- SOURCE INFORMATION
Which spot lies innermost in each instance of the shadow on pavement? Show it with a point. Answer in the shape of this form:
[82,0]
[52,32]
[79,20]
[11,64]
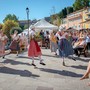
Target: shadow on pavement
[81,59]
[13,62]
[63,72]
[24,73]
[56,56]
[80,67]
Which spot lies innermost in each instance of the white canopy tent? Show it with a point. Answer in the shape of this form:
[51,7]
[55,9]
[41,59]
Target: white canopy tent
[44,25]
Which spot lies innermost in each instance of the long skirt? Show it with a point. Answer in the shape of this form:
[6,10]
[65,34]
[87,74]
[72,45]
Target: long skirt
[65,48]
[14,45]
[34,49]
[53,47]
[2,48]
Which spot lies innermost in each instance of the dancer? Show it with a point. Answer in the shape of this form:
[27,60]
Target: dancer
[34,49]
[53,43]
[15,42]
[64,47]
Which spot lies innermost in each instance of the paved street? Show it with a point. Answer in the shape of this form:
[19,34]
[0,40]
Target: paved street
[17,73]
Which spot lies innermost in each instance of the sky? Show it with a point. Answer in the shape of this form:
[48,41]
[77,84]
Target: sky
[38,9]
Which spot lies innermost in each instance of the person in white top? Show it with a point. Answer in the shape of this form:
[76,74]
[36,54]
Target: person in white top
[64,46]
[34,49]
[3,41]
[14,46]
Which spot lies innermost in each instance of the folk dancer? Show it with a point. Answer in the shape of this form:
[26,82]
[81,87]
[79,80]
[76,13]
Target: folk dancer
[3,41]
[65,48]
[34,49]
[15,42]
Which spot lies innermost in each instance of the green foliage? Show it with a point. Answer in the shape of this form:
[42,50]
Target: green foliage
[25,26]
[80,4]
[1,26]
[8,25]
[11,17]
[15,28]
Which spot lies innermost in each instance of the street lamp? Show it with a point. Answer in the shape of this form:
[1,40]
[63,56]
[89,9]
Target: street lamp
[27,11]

---

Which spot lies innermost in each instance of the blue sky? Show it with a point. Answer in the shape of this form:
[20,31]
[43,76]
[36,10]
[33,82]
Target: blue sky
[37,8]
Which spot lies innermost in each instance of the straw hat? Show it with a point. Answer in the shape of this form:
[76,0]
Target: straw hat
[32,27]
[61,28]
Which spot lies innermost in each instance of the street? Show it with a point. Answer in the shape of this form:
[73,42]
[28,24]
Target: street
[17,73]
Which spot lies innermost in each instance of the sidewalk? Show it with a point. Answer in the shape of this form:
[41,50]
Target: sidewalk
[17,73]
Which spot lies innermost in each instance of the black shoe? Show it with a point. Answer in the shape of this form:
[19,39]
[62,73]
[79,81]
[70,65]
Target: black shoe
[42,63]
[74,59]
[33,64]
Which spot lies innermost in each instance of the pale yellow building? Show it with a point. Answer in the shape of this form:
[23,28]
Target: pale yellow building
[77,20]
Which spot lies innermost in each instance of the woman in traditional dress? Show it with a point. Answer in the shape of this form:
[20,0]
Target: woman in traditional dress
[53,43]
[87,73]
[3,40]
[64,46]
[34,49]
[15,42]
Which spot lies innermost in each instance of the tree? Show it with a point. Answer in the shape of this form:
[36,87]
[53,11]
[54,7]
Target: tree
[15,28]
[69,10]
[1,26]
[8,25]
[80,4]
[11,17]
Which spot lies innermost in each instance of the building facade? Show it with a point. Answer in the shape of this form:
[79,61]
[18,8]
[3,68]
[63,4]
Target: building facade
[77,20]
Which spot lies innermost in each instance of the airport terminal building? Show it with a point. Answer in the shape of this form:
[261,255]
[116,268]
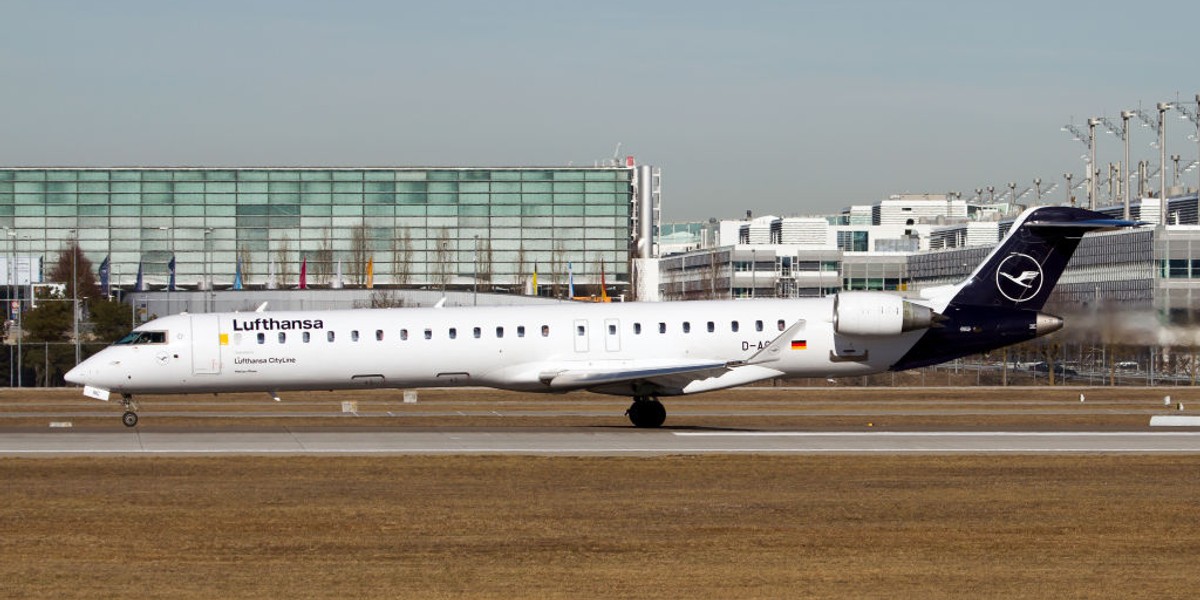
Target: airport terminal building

- DESCRIPTION OF THE TASK
Only lines with the word "terminal" are wanted, so copy each one from the records.

- EXERCISE OUTPUT
Which spot lies innermost in each instance of the airport terminal building? Show it with a point. Answer in the shape of this form:
Target: airport terminal building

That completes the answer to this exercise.